Selection:
....
‘So I went from day to day…’

Sisyphean.

It’s an awesome word.

Comes from a Greek mythological tradition about a hubristic king who set himself against the gods.  Thought he was better than them.  Trickier than them.

In various stories he got the best of Zeus, Thanatos, Hades and Persephone. The big guy on Olympus, DEATH himself and the king and queen of the Underworld.  He cheated death, escaped from Tartarus AND suspended death for ALL humans while Thanatos (or Hades) was chained in his place.

Not too shabby for a human.

As punishment for his puckish self-interest, Sisyphus had to eternally roll a huge boulder up a steep slope, never reaching the top- since the boulder would always roll down just as he was reaching the pinnacle.

An ETERNITY of frustration.  For challenging the gods.

Working against their will and their declared order of things.

Just like Prometheus. And Azazel.

But since Sisyphus was fully human, his punishment was meant to be even more cautionary- warning against striving too hard for the things that are beyond us.  And suggesting that making the gods look silly was not likely to end well.
....
Source material:
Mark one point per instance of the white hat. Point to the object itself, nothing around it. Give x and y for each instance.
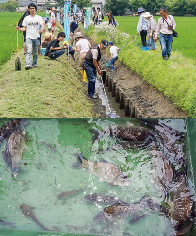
....
What the task asks: In the piece about Sisyphus, what punishment did Sisyphus have to endure? The lines above aren't needed for this.

Exercise output: He had to eternally roll a huge boulder up a steep slope, never reaching the top.